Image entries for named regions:
+===+

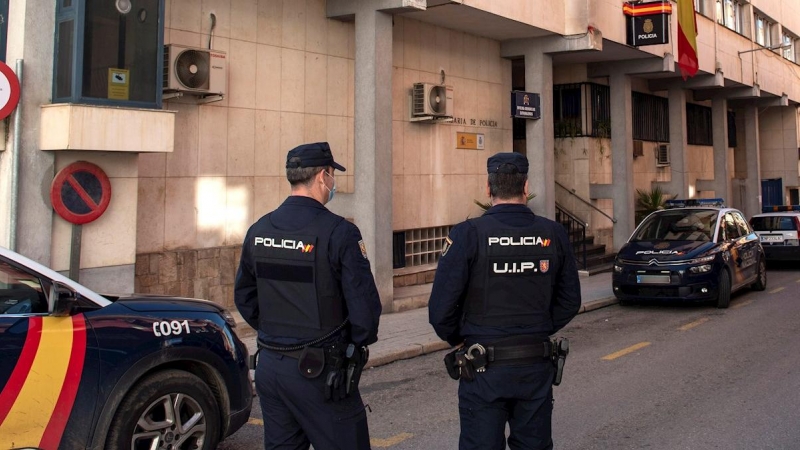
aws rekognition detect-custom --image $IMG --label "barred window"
[631,92,669,142]
[553,83,611,138]
[686,103,714,145]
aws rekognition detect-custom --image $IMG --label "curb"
[366,296,619,369]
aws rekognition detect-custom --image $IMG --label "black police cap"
[486,152,528,173]
[286,142,346,172]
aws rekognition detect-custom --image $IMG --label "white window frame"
[753,13,775,47]
[781,31,797,62]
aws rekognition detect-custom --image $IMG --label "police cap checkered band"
[286,142,346,172]
[486,152,528,173]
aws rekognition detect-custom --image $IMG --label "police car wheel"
[105,370,220,450]
[750,258,767,291]
[717,269,731,308]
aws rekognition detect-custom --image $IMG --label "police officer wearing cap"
[429,153,581,450]
[234,142,381,450]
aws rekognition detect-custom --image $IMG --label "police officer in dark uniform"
[429,153,581,450]
[234,142,381,450]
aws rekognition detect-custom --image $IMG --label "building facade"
[0,0,800,311]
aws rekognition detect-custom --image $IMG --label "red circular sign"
[50,161,111,225]
[0,61,19,120]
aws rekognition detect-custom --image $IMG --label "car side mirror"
[50,281,78,317]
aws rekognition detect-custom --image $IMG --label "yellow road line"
[600,342,650,361]
[369,433,414,448]
[731,300,753,309]
[678,317,708,331]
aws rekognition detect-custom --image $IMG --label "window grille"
[686,103,714,145]
[553,83,611,138]
[394,225,453,268]
[631,92,669,142]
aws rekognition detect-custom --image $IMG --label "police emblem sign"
[622,2,672,47]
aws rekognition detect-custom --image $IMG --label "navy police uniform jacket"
[428,204,581,345]
[234,196,381,346]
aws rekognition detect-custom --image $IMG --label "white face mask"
[322,171,336,202]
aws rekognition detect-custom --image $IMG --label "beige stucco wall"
[392,17,512,230]
[137,0,355,253]
[759,107,798,189]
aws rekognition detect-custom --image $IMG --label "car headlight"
[219,309,236,328]
[689,255,716,264]
[689,264,711,273]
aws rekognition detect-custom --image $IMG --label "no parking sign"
[50,161,111,225]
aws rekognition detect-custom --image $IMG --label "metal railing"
[556,203,588,270]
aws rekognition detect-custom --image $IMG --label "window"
[686,103,714,145]
[553,83,611,138]
[755,14,772,47]
[53,0,165,108]
[781,31,796,62]
[0,260,47,314]
[631,92,669,142]
[717,0,744,33]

+===+

__WRITTEN INSTRUCTION__
Please format every line of the items above as a Markdown table with the columns "No." and "Entry," numbering each row and skipping blank lines. Leave the pictures out of the answer.

__REPLY__
| No. | Entry |
|---|---|
| 1 | aws rekognition detect-custom --image $IMG --label "barred window" |
| 2 | [631,92,669,142] |
| 3 | [553,83,611,138] |
| 4 | [686,103,714,145] |
| 5 | aws rekognition detect-custom --image $IMG --label "curb" |
| 6 | [366,296,619,369] |
| 7 | aws rekognition detect-custom --image $IMG --label "black police cap" |
| 8 | [486,152,528,173] |
| 9 | [286,142,346,172] |
| 10 | aws rekognition detect-custom --image $IMG --label "white window frame" |
| 11 | [753,13,775,47] |
| 12 | [781,31,797,62] |
| 13 | aws rekognition detect-custom --image $IMG --label "police cap checkered band" |
| 14 | [286,142,346,172] |
| 15 | [486,152,528,173] |
| 16 | aws rekognition detect-custom --image $IMG --label "police car wheel" |
| 17 | [105,370,220,450] |
| 18 | [750,258,767,291] |
| 19 | [717,269,731,308] |
| 20 | aws rekognition detect-custom --image $IMG --label "police officer wearing cap" |
| 21 | [429,153,581,450] |
| 22 | [234,142,381,450] |
| 23 | aws rekognition detect-custom --image $IMG --label "police officer in dark uniform" |
| 24 | [429,153,581,450] |
| 25 | [234,142,381,450] |
| 26 | aws rekognition detect-custom --image $IMG --label "building facade" |
| 27 | [0,0,800,311] |
| 28 | aws rekognition detect-custom --image $IMG --label "red circular sign" |
| 29 | [50,161,111,225] |
| 30 | [0,61,19,120] |
| 31 | aws rekognition detect-custom --image $IMG --label "car side mirror" |
| 32 | [50,281,78,317] |
| 33 | aws rekognition detect-custom --image $IMG --label "yellow road line" |
| 34 | [600,342,650,361] |
| 35 | [369,433,414,448] |
| 36 | [731,300,753,309] |
| 37 | [678,317,708,331] |
| 38 | aws rekognition detect-custom --image $IMG --label "window grille" |
| 39 | [686,103,714,145] |
| 40 | [553,83,611,138] |
| 41 | [394,225,453,268] |
| 42 | [631,92,669,142] |
| 43 | aws rekognition detect-custom --image $IMG --label "police emblem sign" |
| 44 | [622,2,672,47] |
| 45 | aws rekognition detect-custom --image $IMG --label "navy police uniform jacket" |
| 46 | [428,204,581,345] |
| 47 | [234,196,381,346] |
| 48 | aws rekognition detect-custom --image $IMG --label "white face mask" |
| 49 | [322,171,336,202] |
| 50 | aws rekognition detect-custom --image $IMG --label "beige stucco wall" |
| 51 | [392,17,512,230] |
| 52 | [137,0,355,253] |
| 53 | [759,107,798,189] |
| 54 | aws rekognition detect-custom --image $IMG --label "car headlight" |
| 55 | [219,309,236,328] |
| 56 | [689,255,716,264] |
| 57 | [689,264,711,273] |
| 58 | aws rekognition detect-custom --image $IMG --label "no parking sign" |
| 59 | [50,161,111,225] |
| 60 | aws rekognition detect-custom --image $IMG --label "metal railing" |
| 61 | [556,203,588,270] |
| 62 | aws rekognition detect-custom --image $IMG --label "window" |
| 63 | [686,103,714,145] |
| 64 | [553,83,611,138] |
| 65 | [755,14,772,47] |
| 66 | [53,0,165,108] |
| 67 | [781,31,796,62] |
| 68 | [0,260,47,314] |
| 69 | [631,92,669,142] |
| 70 | [717,0,744,33] |